■ 引用文:
▬▬▬▬▬▬
従業員に支払ったボーナスを合計したもの。
毎年2回(7月25日と12月25日)支払われる通常ボーナスの他、事業プランで「特別ボーナス」を実施した時も計上される。
特別ボーナスに関しては業務負荷を適切に維持出来ていれば社員状況も低下せずプランを行わずに済むので費用を節約することが出来る。
会社の社員福利厚生に使った費用を合計したもの。
事業プランの「福利厚生」及び「社員旅行」を実行したときに計上される。
業務負荷を適切に維持出来ていれば社員状況も低下せず、プランを行わずに済むので費用を節約することが出来る。
土地や株式の売買を行ったときに仲介業者に支払った手数料を合計したもの。
土地売買では売買価格の3%、株式売買では売買金額の2%が手数料になる(株主優待未取得時)。
頻繁に売買を行うなら株主優待で手数料軽減を図ることも検討しよう。
子会社の撤去を行ったときの撤去費用もこの項目で計上される。
税金のうち損金(費用)として認められているものを集計したもの。
固定資産税(6月1日納税)が対象となる。
また、土地や建物を取得した際に、登録免許税と不動産取得税も租税公課として計上される(個々の買収時に取引明細の租税公課として表示される)。
法人税等は損金とは認められないため、残念ながら対象外。
会社の所有する土地を除いた固定資産は経年劣化(老朽化)していくので毎年一定の割合で資産価値を減少させ、その分を費用扱いにする。
その費用を減価償却費として毎年計上する。償却の割合は固定資産の種別によって異なる。詳しくは貸借対照表を参照。
固定資産のうち、土地は経年劣化しないので減価償却は適用されない。商品は長期間保有するものではないため適用されない。
研究開発費などに資金を使った際は、単年度費用ではなく一旦資産(繰延資産/研究開発費)計上し複数年に渡って費用計上し清算するようになった。
事業プランのうち「各種車両開発」「地下鉄道技術獲得/地下道路技術獲得」「技術供与」「地下資源調査」「新幹線誘致」が該当する。
上記のプランに使用した資金は5年間に分割して20%ずつ費用計上されることになる。
▬▬▬▬▬▬
■ 提供資料:

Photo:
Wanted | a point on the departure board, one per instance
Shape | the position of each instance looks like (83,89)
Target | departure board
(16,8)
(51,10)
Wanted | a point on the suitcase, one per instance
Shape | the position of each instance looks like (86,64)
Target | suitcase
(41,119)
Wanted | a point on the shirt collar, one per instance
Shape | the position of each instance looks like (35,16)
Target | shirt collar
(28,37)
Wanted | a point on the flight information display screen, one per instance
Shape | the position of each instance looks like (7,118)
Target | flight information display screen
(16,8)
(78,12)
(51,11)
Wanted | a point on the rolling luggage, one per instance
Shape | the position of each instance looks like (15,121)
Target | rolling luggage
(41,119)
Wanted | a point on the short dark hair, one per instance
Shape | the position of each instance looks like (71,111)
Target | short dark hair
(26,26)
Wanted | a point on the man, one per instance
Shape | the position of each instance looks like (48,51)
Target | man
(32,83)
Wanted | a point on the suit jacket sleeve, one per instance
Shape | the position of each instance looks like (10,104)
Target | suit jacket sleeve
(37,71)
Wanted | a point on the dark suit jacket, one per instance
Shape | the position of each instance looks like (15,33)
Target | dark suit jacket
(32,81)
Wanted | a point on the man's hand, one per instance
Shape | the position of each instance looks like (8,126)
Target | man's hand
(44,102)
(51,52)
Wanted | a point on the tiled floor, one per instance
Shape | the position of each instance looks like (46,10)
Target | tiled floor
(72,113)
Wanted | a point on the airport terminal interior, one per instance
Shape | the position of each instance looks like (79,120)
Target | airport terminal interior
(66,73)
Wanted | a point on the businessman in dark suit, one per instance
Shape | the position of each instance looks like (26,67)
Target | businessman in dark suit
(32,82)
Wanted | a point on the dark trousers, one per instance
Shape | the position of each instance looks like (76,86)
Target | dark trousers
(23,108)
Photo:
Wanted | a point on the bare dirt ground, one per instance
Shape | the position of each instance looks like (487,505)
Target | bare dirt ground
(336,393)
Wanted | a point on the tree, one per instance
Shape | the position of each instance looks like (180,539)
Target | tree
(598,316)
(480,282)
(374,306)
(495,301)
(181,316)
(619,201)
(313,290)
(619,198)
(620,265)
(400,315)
▬▬▬▬▬▬
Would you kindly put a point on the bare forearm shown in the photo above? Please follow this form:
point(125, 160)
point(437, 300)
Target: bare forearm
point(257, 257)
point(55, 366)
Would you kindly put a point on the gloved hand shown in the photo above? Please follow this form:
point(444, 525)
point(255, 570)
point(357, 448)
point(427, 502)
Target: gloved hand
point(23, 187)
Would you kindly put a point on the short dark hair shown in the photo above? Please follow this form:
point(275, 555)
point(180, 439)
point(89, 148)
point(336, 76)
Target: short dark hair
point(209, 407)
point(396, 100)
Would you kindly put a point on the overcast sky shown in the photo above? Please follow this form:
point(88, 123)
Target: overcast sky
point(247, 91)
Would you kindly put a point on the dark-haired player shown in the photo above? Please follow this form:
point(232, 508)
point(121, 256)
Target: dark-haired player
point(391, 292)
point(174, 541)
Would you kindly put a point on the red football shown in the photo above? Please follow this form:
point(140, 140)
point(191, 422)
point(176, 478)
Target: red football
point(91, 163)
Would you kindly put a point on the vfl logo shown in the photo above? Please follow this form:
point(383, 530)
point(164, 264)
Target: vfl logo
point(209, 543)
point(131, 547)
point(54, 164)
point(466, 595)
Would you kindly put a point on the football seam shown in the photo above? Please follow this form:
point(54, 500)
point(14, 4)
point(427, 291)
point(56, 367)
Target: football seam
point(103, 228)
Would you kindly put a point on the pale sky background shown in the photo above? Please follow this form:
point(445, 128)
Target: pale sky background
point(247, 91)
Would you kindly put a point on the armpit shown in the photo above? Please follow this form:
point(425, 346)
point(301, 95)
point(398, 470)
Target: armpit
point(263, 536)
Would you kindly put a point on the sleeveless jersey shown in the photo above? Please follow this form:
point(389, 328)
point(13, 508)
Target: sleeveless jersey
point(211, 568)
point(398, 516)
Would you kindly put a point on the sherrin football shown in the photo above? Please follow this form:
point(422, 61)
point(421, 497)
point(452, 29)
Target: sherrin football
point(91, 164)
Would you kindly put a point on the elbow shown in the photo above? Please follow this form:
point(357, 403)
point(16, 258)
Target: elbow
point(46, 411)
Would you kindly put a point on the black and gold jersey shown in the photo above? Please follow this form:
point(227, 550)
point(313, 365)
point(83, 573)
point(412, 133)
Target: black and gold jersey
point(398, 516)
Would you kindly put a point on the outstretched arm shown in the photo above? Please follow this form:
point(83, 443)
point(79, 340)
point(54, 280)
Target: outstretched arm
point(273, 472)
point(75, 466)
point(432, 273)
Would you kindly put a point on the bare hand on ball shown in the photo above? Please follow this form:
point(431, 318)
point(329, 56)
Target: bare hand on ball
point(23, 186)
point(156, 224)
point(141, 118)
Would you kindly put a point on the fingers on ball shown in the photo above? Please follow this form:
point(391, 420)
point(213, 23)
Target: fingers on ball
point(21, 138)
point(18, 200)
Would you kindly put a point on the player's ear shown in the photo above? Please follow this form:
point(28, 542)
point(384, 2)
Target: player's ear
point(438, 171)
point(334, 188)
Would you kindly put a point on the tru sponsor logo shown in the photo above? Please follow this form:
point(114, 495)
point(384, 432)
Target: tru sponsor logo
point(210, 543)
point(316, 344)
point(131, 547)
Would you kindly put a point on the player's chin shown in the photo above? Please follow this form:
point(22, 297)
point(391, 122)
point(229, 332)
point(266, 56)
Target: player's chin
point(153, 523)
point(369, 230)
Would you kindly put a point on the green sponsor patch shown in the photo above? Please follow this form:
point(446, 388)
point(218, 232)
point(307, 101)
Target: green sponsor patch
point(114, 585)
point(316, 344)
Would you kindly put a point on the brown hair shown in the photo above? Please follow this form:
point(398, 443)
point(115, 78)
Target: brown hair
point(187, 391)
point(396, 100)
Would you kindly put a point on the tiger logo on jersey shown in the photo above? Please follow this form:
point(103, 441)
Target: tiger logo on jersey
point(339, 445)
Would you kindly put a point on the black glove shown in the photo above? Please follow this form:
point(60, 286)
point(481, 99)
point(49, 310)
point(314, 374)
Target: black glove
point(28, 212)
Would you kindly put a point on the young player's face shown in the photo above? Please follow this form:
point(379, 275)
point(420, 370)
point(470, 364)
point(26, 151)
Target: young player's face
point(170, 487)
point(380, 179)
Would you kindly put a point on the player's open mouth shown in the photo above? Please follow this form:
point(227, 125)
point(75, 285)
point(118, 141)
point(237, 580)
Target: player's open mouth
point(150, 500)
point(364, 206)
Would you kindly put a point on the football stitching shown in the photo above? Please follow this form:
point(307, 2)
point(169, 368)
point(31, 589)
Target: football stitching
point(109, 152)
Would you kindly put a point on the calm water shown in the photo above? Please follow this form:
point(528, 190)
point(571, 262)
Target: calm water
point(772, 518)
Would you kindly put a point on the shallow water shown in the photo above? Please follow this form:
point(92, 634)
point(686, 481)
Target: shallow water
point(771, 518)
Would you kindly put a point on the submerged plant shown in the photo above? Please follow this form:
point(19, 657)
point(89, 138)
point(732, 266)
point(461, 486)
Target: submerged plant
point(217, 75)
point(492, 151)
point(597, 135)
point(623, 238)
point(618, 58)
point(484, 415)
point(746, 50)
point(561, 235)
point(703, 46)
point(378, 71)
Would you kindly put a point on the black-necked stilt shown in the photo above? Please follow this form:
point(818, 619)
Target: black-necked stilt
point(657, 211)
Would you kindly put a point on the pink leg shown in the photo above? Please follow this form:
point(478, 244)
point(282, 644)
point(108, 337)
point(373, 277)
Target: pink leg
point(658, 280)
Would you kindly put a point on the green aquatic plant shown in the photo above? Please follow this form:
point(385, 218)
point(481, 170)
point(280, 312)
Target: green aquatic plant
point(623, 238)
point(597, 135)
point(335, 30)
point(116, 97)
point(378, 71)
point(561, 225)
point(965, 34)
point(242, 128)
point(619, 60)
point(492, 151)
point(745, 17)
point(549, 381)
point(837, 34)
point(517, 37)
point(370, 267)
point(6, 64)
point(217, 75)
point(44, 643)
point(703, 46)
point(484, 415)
▬▬▬▬▬▬
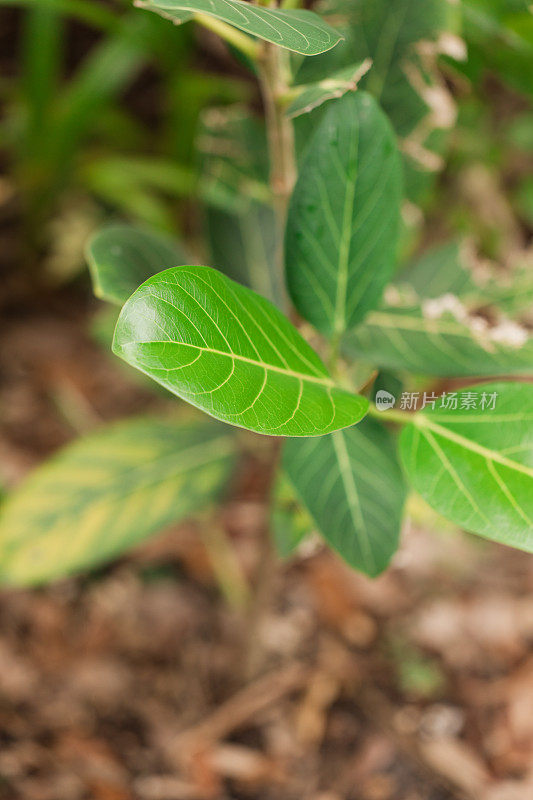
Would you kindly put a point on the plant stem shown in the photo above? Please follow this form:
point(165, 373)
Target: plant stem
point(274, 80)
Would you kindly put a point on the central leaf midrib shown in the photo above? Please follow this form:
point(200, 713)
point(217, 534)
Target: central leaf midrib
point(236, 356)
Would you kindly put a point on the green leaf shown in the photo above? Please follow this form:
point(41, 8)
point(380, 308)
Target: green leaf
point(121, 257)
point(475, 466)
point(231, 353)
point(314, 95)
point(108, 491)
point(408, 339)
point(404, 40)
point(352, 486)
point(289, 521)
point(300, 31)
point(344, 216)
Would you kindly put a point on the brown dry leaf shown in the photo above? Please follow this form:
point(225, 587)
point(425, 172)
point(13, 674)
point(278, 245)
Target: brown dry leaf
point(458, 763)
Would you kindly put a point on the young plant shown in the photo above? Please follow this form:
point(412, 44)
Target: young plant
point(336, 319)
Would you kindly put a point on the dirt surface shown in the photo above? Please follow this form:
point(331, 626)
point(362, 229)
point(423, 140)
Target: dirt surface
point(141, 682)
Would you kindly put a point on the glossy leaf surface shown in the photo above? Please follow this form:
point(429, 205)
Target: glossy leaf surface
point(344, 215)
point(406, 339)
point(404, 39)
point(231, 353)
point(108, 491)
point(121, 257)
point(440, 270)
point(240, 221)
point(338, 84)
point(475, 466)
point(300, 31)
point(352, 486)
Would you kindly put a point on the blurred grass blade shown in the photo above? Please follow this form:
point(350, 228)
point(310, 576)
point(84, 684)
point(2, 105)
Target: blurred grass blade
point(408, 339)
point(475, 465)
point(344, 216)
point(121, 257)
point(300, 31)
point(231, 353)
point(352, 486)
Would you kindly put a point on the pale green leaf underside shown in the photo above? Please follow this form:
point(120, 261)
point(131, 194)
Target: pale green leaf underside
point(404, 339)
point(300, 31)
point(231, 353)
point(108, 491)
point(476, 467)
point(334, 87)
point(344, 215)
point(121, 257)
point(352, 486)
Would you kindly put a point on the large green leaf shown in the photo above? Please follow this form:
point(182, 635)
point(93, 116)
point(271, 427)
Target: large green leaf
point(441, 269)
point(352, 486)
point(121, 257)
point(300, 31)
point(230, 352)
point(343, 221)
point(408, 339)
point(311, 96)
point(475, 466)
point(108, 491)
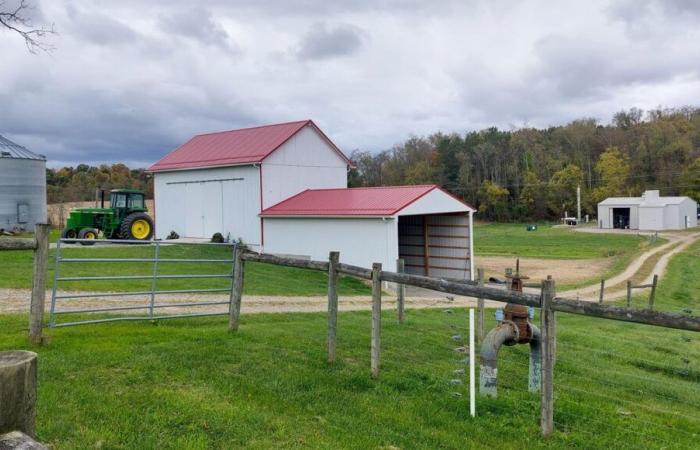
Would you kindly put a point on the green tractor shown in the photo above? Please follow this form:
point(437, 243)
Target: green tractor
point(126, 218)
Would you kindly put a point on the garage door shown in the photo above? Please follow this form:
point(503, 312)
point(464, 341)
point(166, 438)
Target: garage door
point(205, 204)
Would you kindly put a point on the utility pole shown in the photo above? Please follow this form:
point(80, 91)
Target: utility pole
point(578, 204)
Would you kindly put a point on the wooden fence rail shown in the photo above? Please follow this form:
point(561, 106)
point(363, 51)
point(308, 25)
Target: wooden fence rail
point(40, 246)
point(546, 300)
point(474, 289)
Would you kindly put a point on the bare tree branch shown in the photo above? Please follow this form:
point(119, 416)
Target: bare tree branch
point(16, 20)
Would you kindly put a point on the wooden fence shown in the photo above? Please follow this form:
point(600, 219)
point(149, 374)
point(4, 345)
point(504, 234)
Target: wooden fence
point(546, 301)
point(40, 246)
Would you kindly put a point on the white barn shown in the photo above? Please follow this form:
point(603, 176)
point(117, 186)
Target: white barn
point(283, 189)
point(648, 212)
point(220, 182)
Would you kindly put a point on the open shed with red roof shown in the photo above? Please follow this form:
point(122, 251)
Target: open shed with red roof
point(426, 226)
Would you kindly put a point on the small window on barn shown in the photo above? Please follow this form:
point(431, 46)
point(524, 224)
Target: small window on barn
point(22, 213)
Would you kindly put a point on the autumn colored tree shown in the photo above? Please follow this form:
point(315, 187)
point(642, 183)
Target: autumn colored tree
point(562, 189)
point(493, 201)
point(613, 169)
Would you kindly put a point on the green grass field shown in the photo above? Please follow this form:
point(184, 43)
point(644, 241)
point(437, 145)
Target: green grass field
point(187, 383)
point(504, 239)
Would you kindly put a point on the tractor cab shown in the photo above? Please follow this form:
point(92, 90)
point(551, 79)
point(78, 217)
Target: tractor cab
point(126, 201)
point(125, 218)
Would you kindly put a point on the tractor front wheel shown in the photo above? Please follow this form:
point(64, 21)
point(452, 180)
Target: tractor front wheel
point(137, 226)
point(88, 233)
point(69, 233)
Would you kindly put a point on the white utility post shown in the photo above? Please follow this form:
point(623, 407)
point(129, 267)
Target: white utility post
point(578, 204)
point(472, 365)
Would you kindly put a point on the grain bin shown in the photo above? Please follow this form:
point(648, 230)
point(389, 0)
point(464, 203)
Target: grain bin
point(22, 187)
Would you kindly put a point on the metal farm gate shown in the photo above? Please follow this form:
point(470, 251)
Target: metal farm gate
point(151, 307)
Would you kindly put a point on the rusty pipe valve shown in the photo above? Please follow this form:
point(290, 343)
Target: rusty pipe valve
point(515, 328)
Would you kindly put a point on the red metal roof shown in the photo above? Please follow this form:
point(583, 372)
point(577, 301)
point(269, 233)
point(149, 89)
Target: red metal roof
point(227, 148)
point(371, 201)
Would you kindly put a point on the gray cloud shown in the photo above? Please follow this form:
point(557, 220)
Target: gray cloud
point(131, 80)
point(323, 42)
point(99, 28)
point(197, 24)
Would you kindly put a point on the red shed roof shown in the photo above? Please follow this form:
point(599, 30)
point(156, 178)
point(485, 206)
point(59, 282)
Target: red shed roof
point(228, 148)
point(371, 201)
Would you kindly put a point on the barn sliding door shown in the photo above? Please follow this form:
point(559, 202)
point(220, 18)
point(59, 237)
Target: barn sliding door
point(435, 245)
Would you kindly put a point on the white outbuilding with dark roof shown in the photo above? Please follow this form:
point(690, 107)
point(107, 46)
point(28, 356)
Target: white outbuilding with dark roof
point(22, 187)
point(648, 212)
▬▬▬▬▬▬
費用項目の解説文を、最後の一文の後から書き継いでもらえますか?

子会社メニューで「公共」の区分の物件(寺院や神社、公園など)を建築すると、その物件は建築開始時点で公共に寄付され、建物価格(及び土地取得も同時に行うなら土地価格も)が全額寄付金として費用計上される。
公共建築物の地価上昇効果が期待できる事も合わせると、節税目的で費用を増やすのに効果的と言えるかも?
※自社用地に公共施設を建築すると、土地を寄付し失っているにもかかわらず所有土地区画数・土地評価額総額が減らないバグを確認。
従業員の退職金に備え毎年積み立てる引当金。
従業員の数が増えるにしたがって金額も増加していく。
会社が本業以外で得た収益をまとめたもの。
毎年得られるものもあるが、あくまで副次的な収入である。当てにし過ぎるのはあまりお勧めできない。
毎年7月1日に会社が所持している他社の株式から得られた配当金を集計したもの。
同時に自社も株主に対して配当を支払うが、これは費用計上されない。
駅構内や車両内に掲載した広告から得た広告収入を集計したもの。
毎年5月20日、9月20日、1月20日の3回に渡って広告収入を得ることが出来る。(前作で事業プランで行っていたものが自動化された)
収入の規模は駅舎や車両の数や会社のブランド、時代・景気にも影響される。
行政の助成制度に基づき、指定の地区に指定の業種の建造物を建設すると得られる助成金を集計したもの。
助成制度の詳細についてはこちらを参照。
株券を購入時よりも高い値段で売却した時、評価額の差益額が計上される。
株式の売却時に支払う取引手数料は別の項目で計上されるので、売買の結果資金が減ってしまっても売却益は計上される。
会社の本業以外の活動で発生した費用をまとめたもの。
恒常的に発生するようなものではないので、この費用が一時的に大きくなったとしてもきちんと本業で収益を得られているならあまり問題ではない。
銀行からの融資を返済(繰上返済を含む)した時に利息分が費用計上される。
銀行融資の利息は定期的に払うものではなく、返済時に一括で払うルールになっているので、この項目が計上されるのは返済時のみとなっている。
株券を購入時よりも低い値段で売却した時、評価額の差損分が計上される。
株式の売買時に支払う取引手数料は別の項目で計上される。
会社の本業以外で得られた利益のうち、特に「臨時的に発生した利益」を表している。
繰り返し得られる収入とは言い難く、この項目が大きく利益計上されたからといって経営状態が良好になったとは言えない。
固定資産(土地、建物)を売却した結果利益が出た時に差益額が計上される。
固定資産売却益は経常的な利益(毎期繰り返し見込める利益)ではないため、営業外利益ではなく特別利益で計上している。
会社の本業とは関係のないところで臨時的に発生した損失をまとめたもの。
一時的な損失であるので、本業できちんと利益を出しているなら特別損失が多少発生した所で問題は少ないと思われる。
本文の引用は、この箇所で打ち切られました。